• **Brief**
Please show every line of the data below that contains the string "item". Case counts when matching.

(Annotation records)
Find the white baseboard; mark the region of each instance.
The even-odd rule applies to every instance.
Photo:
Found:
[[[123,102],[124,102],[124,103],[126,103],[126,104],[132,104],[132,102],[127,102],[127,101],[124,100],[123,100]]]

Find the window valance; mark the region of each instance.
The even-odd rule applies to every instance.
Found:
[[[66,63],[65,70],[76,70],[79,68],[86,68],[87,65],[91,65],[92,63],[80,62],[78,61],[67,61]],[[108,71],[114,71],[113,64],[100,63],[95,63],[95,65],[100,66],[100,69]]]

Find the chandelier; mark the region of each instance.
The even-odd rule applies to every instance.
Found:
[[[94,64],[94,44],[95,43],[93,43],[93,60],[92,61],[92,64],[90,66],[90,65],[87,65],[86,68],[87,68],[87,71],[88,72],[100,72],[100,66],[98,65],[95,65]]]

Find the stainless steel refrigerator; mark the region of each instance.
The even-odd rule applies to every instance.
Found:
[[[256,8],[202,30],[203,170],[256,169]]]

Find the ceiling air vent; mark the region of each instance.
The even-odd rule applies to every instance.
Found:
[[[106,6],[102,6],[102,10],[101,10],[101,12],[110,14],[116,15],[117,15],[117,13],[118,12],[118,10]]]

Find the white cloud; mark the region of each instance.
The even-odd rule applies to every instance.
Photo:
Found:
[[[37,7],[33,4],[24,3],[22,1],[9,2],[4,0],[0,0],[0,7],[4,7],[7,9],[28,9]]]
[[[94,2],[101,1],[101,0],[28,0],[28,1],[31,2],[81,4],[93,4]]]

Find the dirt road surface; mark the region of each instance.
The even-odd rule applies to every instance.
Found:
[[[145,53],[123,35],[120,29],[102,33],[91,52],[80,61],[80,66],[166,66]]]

---

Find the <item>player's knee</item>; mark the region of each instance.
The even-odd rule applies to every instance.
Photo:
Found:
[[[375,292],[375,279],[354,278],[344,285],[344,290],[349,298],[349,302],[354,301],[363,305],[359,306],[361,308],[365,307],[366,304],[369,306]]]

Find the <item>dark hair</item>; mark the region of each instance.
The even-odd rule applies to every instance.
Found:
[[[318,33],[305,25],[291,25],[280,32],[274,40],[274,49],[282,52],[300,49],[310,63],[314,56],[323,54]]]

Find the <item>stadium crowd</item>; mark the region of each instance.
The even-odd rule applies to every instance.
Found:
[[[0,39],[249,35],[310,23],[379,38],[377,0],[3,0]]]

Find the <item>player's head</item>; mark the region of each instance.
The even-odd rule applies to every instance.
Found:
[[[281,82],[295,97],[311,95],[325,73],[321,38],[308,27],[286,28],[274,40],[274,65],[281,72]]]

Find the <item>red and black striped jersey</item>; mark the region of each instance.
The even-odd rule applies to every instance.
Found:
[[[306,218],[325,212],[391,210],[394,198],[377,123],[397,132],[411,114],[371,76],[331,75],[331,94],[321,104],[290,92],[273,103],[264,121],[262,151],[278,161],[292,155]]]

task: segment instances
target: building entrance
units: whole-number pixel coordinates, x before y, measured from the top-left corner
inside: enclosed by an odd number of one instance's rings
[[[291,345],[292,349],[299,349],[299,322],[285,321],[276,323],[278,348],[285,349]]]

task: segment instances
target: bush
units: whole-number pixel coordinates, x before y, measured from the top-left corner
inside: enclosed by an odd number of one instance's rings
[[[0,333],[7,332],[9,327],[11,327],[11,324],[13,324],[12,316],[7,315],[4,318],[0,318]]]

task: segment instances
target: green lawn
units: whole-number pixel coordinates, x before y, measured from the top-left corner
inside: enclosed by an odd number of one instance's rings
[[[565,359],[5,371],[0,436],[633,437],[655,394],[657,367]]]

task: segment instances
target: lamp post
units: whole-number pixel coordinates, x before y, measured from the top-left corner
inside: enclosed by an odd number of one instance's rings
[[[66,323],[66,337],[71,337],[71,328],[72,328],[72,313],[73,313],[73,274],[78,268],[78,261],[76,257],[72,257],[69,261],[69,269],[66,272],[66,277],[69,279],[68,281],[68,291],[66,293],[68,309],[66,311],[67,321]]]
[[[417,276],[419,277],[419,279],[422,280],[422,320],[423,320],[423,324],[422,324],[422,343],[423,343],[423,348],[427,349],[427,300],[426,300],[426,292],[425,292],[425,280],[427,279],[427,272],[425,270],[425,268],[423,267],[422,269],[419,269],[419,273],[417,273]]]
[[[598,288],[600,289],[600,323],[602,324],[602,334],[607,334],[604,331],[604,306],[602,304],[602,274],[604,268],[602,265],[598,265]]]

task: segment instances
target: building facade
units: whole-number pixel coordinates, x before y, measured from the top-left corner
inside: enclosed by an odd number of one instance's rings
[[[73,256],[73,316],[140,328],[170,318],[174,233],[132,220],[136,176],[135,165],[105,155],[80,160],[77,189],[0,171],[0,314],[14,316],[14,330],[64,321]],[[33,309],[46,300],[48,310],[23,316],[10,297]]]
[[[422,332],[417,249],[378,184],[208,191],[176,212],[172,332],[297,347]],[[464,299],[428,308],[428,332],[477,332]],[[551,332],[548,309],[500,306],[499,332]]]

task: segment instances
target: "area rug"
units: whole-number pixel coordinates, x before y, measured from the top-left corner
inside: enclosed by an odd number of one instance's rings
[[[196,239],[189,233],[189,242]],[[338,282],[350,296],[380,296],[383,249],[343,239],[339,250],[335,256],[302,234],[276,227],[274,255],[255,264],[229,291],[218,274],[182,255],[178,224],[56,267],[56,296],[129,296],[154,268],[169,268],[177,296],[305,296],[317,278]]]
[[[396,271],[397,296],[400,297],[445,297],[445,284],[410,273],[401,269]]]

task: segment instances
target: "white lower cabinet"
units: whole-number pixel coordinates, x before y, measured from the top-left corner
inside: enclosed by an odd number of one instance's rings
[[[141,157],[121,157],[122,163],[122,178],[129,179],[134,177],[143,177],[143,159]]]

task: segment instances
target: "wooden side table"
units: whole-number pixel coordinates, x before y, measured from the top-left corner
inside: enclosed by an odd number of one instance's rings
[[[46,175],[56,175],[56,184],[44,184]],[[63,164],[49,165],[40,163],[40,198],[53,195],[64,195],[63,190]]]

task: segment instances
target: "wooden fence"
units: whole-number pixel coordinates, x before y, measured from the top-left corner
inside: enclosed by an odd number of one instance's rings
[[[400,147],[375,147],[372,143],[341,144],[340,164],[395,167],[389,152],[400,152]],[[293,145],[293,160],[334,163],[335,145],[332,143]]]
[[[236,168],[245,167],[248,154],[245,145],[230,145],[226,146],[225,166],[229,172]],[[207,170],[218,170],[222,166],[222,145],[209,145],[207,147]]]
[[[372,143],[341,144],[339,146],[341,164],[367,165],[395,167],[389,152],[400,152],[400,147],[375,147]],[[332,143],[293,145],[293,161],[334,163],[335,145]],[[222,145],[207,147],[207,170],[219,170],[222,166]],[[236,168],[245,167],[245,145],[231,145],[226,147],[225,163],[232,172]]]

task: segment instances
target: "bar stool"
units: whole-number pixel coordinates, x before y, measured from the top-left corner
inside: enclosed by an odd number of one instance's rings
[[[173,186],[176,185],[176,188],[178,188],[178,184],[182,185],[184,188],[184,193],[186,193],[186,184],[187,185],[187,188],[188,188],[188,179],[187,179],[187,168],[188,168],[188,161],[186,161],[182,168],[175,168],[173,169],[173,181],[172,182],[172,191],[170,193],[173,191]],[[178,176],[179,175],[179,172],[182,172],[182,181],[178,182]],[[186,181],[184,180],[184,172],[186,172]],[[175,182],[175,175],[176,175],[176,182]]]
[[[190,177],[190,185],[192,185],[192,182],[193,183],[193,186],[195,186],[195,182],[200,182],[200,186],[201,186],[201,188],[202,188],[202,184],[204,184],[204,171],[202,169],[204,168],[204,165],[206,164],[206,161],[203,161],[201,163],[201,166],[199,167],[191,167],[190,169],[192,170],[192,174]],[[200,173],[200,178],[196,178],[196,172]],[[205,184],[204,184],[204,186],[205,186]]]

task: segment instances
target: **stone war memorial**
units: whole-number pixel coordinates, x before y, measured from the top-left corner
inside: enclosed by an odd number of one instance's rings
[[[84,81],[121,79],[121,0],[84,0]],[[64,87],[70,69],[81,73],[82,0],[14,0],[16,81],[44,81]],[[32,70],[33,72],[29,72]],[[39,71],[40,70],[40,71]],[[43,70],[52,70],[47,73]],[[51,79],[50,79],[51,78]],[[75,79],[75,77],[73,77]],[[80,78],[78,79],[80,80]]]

* * *

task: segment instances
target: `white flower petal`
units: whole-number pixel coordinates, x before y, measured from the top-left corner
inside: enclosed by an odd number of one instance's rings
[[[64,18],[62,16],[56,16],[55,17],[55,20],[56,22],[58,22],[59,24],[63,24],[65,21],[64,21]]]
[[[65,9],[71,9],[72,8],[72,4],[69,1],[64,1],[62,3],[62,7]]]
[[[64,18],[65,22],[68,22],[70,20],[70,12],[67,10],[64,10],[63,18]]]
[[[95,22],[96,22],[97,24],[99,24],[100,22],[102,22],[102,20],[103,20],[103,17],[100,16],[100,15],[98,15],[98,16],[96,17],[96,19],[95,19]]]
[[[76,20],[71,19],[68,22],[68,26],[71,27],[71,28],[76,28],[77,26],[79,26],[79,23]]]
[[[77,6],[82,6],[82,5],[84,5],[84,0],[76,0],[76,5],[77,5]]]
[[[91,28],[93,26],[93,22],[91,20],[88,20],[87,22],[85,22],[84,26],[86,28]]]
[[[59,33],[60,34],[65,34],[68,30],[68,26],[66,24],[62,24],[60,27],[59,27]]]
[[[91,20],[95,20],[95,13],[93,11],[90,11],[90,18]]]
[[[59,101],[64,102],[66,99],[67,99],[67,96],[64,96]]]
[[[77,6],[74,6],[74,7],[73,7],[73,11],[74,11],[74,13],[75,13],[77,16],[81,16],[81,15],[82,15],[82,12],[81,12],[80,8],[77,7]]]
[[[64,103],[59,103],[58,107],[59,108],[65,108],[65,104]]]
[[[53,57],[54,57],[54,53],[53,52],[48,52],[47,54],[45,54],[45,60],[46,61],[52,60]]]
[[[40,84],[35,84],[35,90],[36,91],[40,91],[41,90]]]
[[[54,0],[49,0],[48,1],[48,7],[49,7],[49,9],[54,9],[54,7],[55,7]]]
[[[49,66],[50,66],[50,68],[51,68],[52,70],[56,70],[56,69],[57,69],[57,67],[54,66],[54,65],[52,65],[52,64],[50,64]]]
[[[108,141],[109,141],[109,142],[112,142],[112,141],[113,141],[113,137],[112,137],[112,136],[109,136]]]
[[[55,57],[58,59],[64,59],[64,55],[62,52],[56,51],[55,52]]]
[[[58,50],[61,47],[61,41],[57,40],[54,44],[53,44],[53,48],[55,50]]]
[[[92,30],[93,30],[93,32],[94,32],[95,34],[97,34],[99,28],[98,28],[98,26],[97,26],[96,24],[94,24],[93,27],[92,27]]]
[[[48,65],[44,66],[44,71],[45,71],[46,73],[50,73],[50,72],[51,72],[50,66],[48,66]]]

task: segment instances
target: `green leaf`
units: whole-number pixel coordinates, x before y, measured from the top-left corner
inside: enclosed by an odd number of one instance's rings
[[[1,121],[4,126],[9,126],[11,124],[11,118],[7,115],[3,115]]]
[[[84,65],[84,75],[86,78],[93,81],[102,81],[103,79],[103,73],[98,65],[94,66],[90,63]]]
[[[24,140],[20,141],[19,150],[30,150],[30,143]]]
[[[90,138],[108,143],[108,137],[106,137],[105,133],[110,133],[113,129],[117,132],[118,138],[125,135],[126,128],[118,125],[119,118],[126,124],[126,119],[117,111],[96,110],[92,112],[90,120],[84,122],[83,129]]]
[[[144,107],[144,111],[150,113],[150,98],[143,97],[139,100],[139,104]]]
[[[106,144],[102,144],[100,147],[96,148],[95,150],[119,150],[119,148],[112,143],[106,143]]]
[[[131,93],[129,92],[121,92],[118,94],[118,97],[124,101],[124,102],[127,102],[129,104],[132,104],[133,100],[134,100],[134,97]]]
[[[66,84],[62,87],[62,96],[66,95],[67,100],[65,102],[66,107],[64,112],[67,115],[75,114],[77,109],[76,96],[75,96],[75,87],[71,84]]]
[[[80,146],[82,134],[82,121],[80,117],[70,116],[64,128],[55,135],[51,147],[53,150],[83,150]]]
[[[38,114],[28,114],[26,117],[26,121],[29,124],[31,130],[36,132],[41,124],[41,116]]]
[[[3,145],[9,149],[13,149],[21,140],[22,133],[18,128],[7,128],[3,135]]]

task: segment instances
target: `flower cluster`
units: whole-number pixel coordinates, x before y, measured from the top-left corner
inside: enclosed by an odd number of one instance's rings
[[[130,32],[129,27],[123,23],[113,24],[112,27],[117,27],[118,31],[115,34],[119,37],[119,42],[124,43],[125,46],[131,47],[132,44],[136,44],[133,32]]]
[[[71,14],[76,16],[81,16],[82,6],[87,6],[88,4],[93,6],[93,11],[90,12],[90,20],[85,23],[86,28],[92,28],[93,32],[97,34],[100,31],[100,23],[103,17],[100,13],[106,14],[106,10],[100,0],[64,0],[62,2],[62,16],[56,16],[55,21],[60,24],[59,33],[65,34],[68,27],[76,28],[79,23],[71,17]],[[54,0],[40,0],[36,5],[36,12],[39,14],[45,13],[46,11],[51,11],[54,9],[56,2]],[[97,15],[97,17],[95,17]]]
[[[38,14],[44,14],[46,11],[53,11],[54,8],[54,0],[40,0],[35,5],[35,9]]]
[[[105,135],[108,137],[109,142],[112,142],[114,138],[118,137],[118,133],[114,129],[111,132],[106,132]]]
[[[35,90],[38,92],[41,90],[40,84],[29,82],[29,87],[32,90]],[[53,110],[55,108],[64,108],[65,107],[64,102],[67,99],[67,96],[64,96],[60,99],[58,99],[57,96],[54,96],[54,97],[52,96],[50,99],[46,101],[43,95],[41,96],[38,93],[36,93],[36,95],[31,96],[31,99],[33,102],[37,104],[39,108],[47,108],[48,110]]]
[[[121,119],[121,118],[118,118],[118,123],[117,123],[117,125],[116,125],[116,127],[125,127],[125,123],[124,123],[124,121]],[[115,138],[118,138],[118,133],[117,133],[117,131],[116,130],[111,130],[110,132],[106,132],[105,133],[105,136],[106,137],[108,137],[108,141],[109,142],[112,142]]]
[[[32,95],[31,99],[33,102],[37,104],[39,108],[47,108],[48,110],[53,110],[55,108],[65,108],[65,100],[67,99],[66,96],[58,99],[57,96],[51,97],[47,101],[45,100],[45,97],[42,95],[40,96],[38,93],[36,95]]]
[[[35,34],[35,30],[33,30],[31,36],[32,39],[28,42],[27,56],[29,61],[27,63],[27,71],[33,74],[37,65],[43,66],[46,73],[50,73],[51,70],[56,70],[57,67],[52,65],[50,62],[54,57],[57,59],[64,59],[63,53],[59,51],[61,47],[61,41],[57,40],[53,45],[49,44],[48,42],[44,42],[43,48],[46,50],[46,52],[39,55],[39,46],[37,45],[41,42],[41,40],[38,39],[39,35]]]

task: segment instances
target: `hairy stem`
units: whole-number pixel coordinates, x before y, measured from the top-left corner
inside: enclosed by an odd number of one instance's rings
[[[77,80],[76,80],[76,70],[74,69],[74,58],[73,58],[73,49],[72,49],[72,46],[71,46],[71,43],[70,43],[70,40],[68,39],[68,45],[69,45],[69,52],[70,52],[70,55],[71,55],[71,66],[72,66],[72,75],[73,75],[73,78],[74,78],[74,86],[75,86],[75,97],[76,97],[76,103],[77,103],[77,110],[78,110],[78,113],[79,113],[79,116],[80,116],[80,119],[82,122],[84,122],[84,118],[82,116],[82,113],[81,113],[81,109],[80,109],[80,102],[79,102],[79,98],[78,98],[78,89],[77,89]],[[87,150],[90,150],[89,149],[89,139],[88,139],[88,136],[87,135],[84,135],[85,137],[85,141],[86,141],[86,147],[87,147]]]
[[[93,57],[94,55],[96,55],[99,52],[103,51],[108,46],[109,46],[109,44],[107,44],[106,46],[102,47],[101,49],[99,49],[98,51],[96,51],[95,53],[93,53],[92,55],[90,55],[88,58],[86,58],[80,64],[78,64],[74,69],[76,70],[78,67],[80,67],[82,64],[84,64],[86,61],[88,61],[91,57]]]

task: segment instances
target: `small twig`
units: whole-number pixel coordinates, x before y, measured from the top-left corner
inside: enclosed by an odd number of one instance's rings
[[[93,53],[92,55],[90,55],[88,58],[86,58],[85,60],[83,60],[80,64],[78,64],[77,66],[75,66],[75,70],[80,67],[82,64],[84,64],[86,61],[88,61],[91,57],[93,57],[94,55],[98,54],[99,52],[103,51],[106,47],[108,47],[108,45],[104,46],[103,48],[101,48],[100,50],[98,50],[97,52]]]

• **Answer in full**
Find the <item>player's knee</item>; mark the region of each instance.
Find the <item>dark hair</item>; mark the region of each instance.
Find the <item>stadium crowd</item>; mark the region of each instance.
Find the <item>player's head</item>; mark the region of each instance.
Find the <item>red and black striped jersey</item>; mark the region of each instance.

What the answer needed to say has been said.